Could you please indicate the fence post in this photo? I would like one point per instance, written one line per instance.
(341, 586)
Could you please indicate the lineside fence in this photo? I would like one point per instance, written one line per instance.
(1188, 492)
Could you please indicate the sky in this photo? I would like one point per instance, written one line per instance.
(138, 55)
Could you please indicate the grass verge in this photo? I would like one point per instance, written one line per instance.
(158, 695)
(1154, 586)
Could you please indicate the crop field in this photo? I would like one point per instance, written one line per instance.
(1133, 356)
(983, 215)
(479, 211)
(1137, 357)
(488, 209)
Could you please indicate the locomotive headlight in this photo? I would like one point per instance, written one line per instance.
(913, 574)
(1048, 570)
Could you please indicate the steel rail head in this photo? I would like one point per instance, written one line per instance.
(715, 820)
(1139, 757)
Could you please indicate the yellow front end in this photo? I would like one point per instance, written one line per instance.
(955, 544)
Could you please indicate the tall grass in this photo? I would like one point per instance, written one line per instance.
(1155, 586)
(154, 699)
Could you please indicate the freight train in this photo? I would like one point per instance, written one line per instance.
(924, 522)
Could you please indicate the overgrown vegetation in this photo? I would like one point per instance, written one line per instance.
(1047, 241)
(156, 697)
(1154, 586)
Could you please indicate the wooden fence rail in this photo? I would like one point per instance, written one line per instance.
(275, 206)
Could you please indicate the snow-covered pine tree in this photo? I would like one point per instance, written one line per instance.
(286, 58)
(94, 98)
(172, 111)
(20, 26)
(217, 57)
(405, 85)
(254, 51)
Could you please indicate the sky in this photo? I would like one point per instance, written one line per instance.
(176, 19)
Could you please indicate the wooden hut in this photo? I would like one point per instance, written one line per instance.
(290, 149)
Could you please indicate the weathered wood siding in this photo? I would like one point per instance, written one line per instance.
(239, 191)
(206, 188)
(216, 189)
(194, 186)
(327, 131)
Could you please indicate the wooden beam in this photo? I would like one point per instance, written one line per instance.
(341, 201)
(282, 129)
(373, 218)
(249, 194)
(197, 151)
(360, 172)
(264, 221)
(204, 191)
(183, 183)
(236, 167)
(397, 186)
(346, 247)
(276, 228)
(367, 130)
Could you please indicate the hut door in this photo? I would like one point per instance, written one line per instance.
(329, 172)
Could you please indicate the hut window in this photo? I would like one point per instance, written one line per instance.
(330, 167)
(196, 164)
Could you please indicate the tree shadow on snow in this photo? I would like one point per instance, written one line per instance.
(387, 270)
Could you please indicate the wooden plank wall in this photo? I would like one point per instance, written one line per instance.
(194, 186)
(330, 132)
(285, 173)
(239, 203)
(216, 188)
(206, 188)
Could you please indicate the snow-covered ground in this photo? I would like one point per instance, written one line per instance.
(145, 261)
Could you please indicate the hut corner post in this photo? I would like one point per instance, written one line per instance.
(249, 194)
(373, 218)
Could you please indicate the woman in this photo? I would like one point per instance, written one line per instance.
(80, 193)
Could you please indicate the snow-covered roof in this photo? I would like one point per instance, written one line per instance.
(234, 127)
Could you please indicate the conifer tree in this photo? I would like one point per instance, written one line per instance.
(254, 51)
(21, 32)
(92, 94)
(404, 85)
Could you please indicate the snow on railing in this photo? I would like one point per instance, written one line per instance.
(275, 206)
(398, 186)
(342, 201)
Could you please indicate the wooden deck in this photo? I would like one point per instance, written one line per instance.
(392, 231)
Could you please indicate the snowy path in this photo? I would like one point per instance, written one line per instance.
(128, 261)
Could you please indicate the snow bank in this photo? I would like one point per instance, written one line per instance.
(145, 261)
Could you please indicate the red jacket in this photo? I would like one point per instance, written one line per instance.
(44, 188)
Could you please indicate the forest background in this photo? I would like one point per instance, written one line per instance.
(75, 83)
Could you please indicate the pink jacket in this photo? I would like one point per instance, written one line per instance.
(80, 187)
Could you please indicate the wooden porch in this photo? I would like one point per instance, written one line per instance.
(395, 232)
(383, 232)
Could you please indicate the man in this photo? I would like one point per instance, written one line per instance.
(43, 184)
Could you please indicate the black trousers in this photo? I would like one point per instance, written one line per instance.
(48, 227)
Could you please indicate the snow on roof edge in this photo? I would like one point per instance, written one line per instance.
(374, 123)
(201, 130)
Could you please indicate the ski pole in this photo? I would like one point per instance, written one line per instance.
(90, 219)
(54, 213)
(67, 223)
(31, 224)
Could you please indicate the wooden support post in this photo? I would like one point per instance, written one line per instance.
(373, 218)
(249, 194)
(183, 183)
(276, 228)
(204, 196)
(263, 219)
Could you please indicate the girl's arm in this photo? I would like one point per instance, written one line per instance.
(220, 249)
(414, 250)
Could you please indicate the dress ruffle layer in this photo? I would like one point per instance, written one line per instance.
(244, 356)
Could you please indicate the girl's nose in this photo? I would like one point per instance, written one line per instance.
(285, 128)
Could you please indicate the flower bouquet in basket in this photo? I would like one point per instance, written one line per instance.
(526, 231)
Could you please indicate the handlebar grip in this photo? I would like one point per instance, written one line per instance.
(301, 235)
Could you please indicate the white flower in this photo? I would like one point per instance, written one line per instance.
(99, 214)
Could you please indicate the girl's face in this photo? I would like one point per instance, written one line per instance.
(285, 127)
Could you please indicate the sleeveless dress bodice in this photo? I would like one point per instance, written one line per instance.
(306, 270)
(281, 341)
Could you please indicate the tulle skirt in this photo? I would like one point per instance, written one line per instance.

» **Task brief**
Render all of the data above as a numbered list, omitting any blank lines.

» **Response below**
1. Could you please indicate the fence post in this photo? I would like one point per instance, written one line per instance.
2. (341, 586)
3. Could you please indicate the lineside fence in this photo? I would like one point per instance, written one line per instance.
4. (1188, 492)
5. Could you please indicate the sky in this photo? I would like one point per instance, written one line per instance.
6. (138, 55)
7. Could you please indicate the grass verge in this photo? I would like one point per instance, written one line per instance.
8. (158, 695)
9. (1154, 586)
10. Could you please indicate the crop field in this photo? I would like one point per instance, written one line per instance.
11. (1133, 356)
12. (983, 215)
13. (479, 211)
14. (1137, 357)
15. (488, 209)
16. Could you please indicate the locomotive headlight in this photo? I would like one point per instance, written one line per instance.
17. (913, 574)
18. (1048, 570)
19. Could you please indicate the steel rail head in this photo? I would like one point per instance, written one line per instance.
20. (715, 820)
21. (1139, 757)
22. Could you please indicate the yellow front end in this photo? I would like one point per instance, written one line per instance.
23. (955, 544)
24. Could you please indicate the tall grass in this photo? I would like one point per instance, written one line per instance.
25. (1155, 586)
26. (154, 699)
27. Could you please indicate the freight train in this photo? I would like one point per instance, written one line per instance.
28. (924, 522)
29. Could you please indicate the overgrown vegetation in this photo? I would like one point per instance, written one line per instance.
30. (1047, 241)
31. (156, 697)
32. (1154, 586)
33. Could you please indicate the wooden fence rail in this photo? I would like one point per instance, written one line per instance.
34. (275, 206)
35. Could you please indicate the snow-covered pine tree in this photo? I would like one point per instance, written one line per instance.
36. (286, 58)
37. (94, 98)
38. (172, 111)
39. (20, 26)
40. (217, 57)
41. (405, 85)
42. (254, 51)
43. Could you please indicate the sky in this photo? I would like one point per instance, written one line per instance.
44. (176, 19)
45. Could you please indicate the wooden hut in this photo? I would like one point per instance, written one line per instance.
46. (290, 149)
47. Could you please indicate the weathered wood siding in this photo? I would like one point per instance, written one line per instance.
48. (239, 191)
49. (206, 188)
50. (216, 189)
51. (194, 186)
52. (327, 131)
53. Could you please indicate the wooden beam in this photo? I would like one point per instance, written one line per instance.
54. (341, 201)
55. (282, 129)
56. (373, 218)
57. (249, 194)
58. (197, 151)
59. (360, 172)
60. (264, 221)
61. (204, 191)
62. (183, 183)
63. (236, 167)
64. (397, 186)
65. (346, 247)
66. (276, 228)
67. (367, 130)
68. Could you please indicate the hut door in this photo? I would like one point per instance, written one line per instance.
69. (329, 172)
70. Could you please indicate the hut window in this photo? I would like one point per instance, written one line per instance.
71. (330, 167)
72. (196, 164)
73. Could you please indicate the tree shadow on snow in this photo? I would like one point per instance, written one line per instance.
74. (387, 270)
75. Could you please indicate the wooden plank wall in this photo? I would like one point per instance, written one line per instance.
76. (194, 186)
77. (330, 132)
78. (285, 173)
79. (239, 203)
80. (216, 188)
81. (206, 188)
82. Could you please indicate the snow-covered ground in this photo? I would like one point per instance, written one line per instance.
83. (145, 261)
84. Could you please indicate the hut corner post in this photo? I would like one point per instance, written one line per instance.
85. (249, 194)
86. (373, 218)
87. Could you please indicate the woman in this photo? I would like one point per instance, written one line per instance.
88. (80, 193)
89. Could you please indicate the snow-covered roof in this photo? I would like one point per instance, written one line per instance.
90. (234, 127)
91. Could you please indicate the conifer tree in this photo? I would like one point per instance, written one line per instance.
92. (254, 51)
93. (21, 32)
94. (92, 94)
95. (404, 85)
96. Could you please indicate the snow on railing in this photo? I would like one point per instance, written one line per instance.
97. (275, 206)
98. (398, 186)
99. (342, 201)
100. Could you please indicate the wooden deck in this photo? I would like one point per instance, written one line per instance.
101. (392, 231)
102. Could you please indicate the snowy path in this photo? I would like one point per instance, written one line per instance.
103. (128, 261)
104. Could you please indicate the snow bank in this photo? I would like one point per instance, written one line per instance.
105. (145, 261)
106. Could you please indicate the red jacket in this photo? I would like one point per instance, written one line per instance.
107. (44, 188)
108. Could you please indicate the forest background in this photo? I would like one point per instance, written one line per instance.
109. (75, 83)
110. Could you please indicate the pink jacket in this photo? I would like one point per instance, written one line per instance.
111. (80, 187)
112. Could you please indicate the wooden porch in this photo? I would like one point per instance, written one line per instance.
113. (395, 232)
114. (383, 232)
115. Could you please indicate the man in this photo? I would like one point per instance, written one line per instance.
116. (43, 184)
117. Could you please indicate the black trousers in this photo? I would like one point per instance, written one line per instance.
118. (48, 227)
119. Could you please indicate the snow on roof edge in this photo? I would like one point per instance, written one line per instance.
120. (374, 123)
121. (201, 130)
122. Could you please indicate the ski pole in this photo? I would like one point per instance, written one line per instance.
123. (90, 219)
124. (54, 213)
125. (67, 223)
126. (31, 224)
127. Could you please indicate the wooden support post in this photo? I would like one point per instance, written one line per instance.
128. (373, 218)
129. (249, 194)
130. (183, 183)
131. (276, 228)
132. (204, 196)
133. (263, 219)
134. Could you please indicate the girl's arm in this photo? I would like one point per instance, written one line per instance.
135. (220, 249)
136. (414, 250)
137. Could you please indicate the dress ruffle layer in this photo? I would like one point per instance, written one line per instance.
138. (244, 356)
139. Could you please indicate the girl's nose in this photo? I would like one point per instance, written one line per instance.
140. (285, 128)
141. Could you please indicate the flower bouquet in basket in this photo? I would like one point per instance, written one line per instance.
142. (526, 231)
143. Could you please indicate the handlebar grip in this photo? I would like one point per instance, written one line per instance.
144. (301, 235)
145. Could you please indicate the white flower in this photo? I would like one point per instance, written one line per instance.
146. (99, 214)
147. Could you please indicate the girl's face in this photo? I would like one point per instance, written one line per instance.
148. (285, 127)
149. Could you please indicate the sleeveless dress bodice in this photo? I would like one point per instance, written one line per instance.
150. (306, 270)
151. (281, 341)
152. Could you please indicate the tulle skirt in this photo? I would like one point per instance, written one line per instance.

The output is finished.